#### [Extrait à lire]
Il était à parier qu'un tel film déplairait, notamment par les traits et les travers qu'il pointe avec un humour caustique. Quand on regarde la critique française, on n'est nullement étonné de lire des articles plus désolants les uns que les autres concernant le nouveau film de Denys Arcand. Les pires critiques viennent des journaux dits de gauche comme Les Inrockuptibles ou Le Nouvel Observateur. C'est dire que le film mérite amplement d'être vu pour obtenir de tels « éloges ». Par ailleurs, il y a de quoi être surpris d'une réception aussi négative, ne serait-ce qu'en prenant concrètement appui sur le film. L'âge des ténèbres ne règle aucun compte, comme certains le croient, avec les services sociaux québécois. Piètre commentaire et Denys Arcand a tout de même plus de talent et d'ambition que cela : comme il est québécois, il est amené bien évidemment à parler de ce qu'il connaît le mieux : le Québec. Le film n'est pas une comédie simplette, ni une tragédie noire, mais il est bien à cheval sur deux registres, voulant faire rire quand le sujet est sinistre, et voulant remettre du tragique quand la situation tourne au vaudeville, façon subtile qu'ont les vrais artistes de ne pas verser totalement dans la complaisance. Autrement dit, la volonté ferme d'être critique tout en se gardant du ton grave et affecté de l'indignation (le pathos).

#### [Travail à effectuer]
A. Répondez aux questions suivantes à partir de l'extrait sur L'âge des ténèbres :
(i) De quels journaux, selon l'extrait, viennent les pires critiques ?
(ii) Avec quoi le film ne règle-t-il aucun compte, contrairement à ce que certains croient ?
(iii) Quel mot, placé entre parenthèses, désigne le ton grave et affecté de l'indignation ?
B. Prolongez l'extrait sur L'âge des ténèbres à partir de sa dernière phrase.

#### [Données enregistrées]
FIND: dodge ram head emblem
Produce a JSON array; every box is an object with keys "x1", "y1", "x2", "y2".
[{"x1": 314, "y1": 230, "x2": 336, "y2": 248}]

#### [Réponses attendues]
A.
(i) Des Inrockuptibles et du Nouvel Observateur.
(ii) Avec les services sociaux québécois.
(iii) Le pathos.

B.
Denys Arcand aborde quelque chose qui fait grincer des dents et c'est certainement cela que les critiques pointent avec hargne tout en faisant croire évidemment que c'est la forme du film qui pêche, voire en déformant sciemment son propos. Ce n'est pas par hasard si L'âge des ténèbres a une réception aussi médiocre que Je pense à vous de Pascal Bonitzer. Le film traite de ce sujet que beaucoup évitent et ne veulent pas aborder. Depuis au moins Le déclin de l'empire américain, le cinéaste traite du déclin de la civilisation occidentale. Et ce dès les premières images du film : « Le livre part de l'hypothèse que la notion de bonheur personnel s'amplifie dans le champ littéraire en même temps que diminue le rayonnement d'une nation, d'une civilisation. » dit un professeur. Plus loin, elle concluait, du moins provisoirement : « Les signes du déclin de l'empire sont partout. La population méprise ses propres institutions, la baisse de la natalité. Le refus des hommes de servir dans l'armée, la dette nationale incontrôlable, la diminution des heures de travail, l'envahissement des fonctionnaires, la dégénérescence des élites. Avec l'écroulement du rêve marxiste-léniniste, il y a aucun modèle de société dont on pourrait dire : "Voilà comment nous aimerions vivre". (...) Nous vivons un processus général d'effritement de toute l'existence. »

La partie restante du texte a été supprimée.